● **ASSIGNED TASK**: Of all the lines below, return only those starting with the line holding "Query: arched window with grille" and going on through the line holding "Query: decorative stone scroll", exactly as written.
(INFORMATION PROVIDED begins)
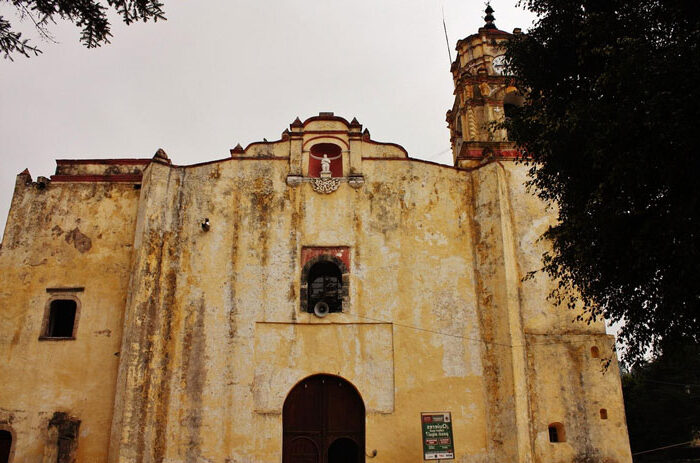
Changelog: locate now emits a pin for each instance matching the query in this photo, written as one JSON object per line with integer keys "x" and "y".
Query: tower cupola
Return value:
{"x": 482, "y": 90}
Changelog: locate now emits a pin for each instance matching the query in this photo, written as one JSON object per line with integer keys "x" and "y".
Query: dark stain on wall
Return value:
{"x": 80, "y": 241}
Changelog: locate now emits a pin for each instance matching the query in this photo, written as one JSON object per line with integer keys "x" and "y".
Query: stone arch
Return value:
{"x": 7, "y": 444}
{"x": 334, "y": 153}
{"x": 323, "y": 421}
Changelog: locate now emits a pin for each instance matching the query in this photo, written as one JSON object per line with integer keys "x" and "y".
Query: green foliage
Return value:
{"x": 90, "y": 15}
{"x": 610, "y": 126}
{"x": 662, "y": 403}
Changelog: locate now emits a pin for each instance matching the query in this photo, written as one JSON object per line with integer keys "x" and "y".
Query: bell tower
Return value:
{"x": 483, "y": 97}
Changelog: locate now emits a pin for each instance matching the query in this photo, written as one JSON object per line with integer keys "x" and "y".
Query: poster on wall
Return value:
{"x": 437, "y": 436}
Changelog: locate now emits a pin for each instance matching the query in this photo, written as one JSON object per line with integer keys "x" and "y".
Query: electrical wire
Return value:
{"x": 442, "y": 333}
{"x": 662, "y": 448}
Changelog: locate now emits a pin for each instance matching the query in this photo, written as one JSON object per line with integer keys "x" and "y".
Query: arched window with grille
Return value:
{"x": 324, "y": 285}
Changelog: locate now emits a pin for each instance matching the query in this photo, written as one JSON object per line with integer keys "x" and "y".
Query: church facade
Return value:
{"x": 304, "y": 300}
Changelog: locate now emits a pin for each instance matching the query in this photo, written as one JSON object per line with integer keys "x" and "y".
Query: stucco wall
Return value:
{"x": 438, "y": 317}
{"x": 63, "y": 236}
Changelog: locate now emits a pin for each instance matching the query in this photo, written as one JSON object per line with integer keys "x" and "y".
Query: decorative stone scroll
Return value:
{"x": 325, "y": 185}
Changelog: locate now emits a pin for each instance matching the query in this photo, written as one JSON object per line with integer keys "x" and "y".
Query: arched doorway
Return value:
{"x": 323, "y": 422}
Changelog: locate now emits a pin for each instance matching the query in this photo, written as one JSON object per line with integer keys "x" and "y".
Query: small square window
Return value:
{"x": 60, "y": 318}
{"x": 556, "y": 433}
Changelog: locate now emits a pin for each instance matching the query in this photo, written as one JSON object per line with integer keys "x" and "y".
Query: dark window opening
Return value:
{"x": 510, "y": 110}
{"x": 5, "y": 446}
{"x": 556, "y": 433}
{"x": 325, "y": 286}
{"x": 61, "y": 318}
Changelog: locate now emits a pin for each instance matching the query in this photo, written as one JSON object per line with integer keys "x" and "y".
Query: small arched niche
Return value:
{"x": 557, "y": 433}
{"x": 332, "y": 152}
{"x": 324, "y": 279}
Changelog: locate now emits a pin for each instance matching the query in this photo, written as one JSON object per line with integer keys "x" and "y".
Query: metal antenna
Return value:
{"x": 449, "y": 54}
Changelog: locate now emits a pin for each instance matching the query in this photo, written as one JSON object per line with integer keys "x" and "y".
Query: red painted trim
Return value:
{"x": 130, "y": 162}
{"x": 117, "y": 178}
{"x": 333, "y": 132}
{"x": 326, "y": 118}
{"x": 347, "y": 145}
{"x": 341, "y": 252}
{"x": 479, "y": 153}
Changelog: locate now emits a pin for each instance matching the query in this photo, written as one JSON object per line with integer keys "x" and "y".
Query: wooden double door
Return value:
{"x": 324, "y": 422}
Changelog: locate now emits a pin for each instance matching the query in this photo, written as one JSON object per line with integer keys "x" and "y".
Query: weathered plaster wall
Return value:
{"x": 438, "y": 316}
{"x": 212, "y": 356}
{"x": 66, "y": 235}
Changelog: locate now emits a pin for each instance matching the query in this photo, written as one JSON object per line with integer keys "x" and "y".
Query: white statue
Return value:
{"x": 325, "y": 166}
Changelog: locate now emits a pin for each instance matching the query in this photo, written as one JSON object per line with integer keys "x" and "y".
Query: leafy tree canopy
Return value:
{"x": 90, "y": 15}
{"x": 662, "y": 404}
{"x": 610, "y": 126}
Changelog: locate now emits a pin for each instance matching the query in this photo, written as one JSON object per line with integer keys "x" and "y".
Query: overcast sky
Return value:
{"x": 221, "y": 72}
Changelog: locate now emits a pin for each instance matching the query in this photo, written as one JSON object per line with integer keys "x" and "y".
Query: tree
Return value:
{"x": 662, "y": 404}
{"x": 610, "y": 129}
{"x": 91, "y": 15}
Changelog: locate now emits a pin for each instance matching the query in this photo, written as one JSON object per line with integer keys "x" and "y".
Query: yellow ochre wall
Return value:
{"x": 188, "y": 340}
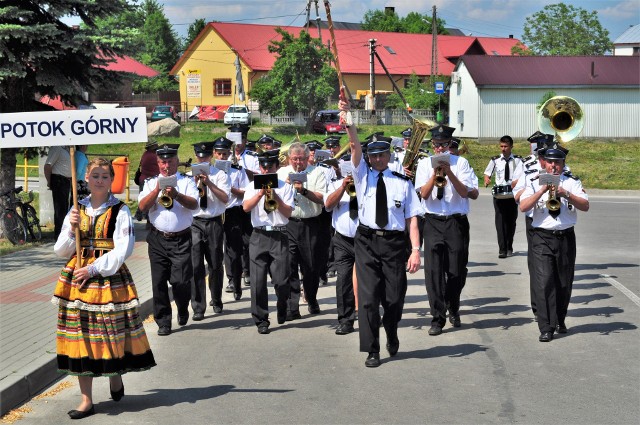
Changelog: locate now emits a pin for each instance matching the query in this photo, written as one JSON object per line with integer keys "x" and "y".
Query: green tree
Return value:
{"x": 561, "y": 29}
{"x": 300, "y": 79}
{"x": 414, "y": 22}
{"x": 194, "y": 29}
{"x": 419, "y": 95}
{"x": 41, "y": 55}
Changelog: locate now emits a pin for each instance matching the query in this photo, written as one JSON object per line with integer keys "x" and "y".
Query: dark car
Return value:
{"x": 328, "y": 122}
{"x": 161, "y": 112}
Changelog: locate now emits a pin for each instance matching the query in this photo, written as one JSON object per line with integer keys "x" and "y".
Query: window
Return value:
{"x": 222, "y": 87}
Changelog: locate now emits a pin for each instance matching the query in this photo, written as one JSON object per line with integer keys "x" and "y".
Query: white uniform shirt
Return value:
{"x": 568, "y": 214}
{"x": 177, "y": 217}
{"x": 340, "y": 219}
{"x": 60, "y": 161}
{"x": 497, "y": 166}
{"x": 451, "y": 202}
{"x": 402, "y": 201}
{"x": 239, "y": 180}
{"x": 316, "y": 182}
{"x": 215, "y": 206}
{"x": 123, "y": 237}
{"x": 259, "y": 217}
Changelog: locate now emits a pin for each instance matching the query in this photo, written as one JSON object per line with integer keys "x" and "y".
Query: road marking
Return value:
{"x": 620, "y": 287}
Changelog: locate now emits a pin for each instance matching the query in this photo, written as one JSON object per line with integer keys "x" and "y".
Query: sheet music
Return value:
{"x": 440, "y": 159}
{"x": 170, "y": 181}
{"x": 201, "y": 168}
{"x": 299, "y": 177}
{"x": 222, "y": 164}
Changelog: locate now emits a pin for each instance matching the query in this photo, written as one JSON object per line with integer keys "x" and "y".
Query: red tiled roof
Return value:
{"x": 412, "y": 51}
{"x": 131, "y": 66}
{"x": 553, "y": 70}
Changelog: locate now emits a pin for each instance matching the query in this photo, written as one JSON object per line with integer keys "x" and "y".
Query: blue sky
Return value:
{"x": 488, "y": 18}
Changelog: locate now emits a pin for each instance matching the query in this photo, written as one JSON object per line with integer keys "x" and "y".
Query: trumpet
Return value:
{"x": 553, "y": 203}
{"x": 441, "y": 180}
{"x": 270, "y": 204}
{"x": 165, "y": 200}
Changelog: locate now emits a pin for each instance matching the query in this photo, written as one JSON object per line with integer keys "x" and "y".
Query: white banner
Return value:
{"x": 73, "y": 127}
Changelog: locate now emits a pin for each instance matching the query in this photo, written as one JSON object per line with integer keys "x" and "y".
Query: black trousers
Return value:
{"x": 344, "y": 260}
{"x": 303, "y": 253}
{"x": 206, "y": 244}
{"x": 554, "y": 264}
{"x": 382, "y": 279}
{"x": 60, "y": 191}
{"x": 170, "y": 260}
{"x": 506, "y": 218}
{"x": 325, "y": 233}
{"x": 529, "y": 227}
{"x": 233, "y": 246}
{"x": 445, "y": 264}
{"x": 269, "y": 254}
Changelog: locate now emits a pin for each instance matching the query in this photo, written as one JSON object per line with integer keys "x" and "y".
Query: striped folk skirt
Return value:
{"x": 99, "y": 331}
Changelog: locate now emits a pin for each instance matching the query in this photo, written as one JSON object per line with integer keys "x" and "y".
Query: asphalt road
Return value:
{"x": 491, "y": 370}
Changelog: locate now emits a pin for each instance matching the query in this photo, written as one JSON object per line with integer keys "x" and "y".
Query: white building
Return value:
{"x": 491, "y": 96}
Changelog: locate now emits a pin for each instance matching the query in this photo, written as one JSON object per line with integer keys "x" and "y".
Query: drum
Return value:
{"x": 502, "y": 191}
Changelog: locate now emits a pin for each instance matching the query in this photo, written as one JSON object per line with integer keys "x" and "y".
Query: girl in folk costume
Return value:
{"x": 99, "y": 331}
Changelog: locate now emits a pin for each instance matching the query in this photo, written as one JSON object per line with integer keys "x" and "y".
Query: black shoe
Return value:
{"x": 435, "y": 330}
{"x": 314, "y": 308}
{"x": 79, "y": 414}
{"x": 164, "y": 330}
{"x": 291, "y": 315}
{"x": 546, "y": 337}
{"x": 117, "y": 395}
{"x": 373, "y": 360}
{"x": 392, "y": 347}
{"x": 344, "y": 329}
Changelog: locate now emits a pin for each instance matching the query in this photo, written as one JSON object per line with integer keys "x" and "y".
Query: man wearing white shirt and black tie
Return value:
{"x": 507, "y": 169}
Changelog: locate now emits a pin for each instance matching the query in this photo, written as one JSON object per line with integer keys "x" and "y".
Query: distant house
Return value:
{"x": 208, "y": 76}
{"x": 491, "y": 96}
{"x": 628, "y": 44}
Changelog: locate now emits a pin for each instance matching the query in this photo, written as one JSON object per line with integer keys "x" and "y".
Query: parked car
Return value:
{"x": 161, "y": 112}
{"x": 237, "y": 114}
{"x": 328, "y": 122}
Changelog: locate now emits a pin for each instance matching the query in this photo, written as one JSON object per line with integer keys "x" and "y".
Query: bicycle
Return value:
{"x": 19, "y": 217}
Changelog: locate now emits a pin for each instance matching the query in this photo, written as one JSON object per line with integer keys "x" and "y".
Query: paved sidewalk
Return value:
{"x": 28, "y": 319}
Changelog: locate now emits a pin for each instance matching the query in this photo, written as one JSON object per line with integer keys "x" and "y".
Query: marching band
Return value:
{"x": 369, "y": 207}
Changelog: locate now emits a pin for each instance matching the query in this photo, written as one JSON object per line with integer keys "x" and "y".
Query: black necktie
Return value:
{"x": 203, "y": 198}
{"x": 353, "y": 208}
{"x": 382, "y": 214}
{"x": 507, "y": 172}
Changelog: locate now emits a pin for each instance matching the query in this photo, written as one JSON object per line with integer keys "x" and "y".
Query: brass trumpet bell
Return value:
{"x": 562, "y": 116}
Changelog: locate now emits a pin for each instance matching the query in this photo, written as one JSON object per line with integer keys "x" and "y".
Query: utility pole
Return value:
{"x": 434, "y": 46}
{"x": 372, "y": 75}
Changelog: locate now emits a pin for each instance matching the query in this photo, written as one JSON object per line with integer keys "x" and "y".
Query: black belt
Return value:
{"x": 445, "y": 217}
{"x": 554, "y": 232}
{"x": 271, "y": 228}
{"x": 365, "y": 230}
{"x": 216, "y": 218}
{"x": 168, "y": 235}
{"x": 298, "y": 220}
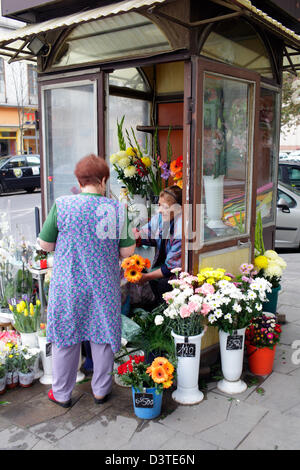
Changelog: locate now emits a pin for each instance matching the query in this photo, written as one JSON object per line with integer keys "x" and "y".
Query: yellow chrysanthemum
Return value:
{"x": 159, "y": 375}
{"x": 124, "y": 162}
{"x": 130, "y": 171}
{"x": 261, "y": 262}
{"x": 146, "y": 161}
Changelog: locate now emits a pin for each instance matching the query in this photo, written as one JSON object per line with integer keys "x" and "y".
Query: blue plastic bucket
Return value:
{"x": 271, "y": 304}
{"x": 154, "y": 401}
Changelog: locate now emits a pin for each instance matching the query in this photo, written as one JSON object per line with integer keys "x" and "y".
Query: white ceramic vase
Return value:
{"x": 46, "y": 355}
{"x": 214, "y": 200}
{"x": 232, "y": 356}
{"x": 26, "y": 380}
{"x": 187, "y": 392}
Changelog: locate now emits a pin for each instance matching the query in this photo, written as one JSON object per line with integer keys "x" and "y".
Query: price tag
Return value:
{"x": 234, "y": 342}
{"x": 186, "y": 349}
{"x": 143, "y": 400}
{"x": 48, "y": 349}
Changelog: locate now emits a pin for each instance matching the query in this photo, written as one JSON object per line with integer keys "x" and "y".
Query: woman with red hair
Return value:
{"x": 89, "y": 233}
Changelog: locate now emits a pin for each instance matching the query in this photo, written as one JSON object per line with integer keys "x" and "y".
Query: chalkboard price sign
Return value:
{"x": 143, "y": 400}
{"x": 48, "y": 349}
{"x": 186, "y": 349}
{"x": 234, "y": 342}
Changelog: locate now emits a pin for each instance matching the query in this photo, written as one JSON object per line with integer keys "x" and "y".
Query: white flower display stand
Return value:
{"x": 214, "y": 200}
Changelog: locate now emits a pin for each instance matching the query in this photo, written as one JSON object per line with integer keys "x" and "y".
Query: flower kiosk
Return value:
(INFORMATION PROVIDED ends)
● **SOLUTION FOR THIS PROBLEM**:
Query: arched window with grille
Return value:
{"x": 324, "y": 285}
Changelog: locate now emits a pin for each instance matching the query in this photo, written as one JSON object per line with integer keys "x" and "y".
Query: church facade
Return value:
{"x": 304, "y": 300}
Changelog: locate now emits a pin for each instance matching the query in this photo, written as one JSON object per line with integer keys "x" and "y".
Query: stucco wall
Return value:
{"x": 438, "y": 317}
{"x": 63, "y": 236}
Changelog: locate now emits a pin for each instance matching the query in this photo, written as one JSON object per line with integer keys "x" and "y".
Query: decorative stone scroll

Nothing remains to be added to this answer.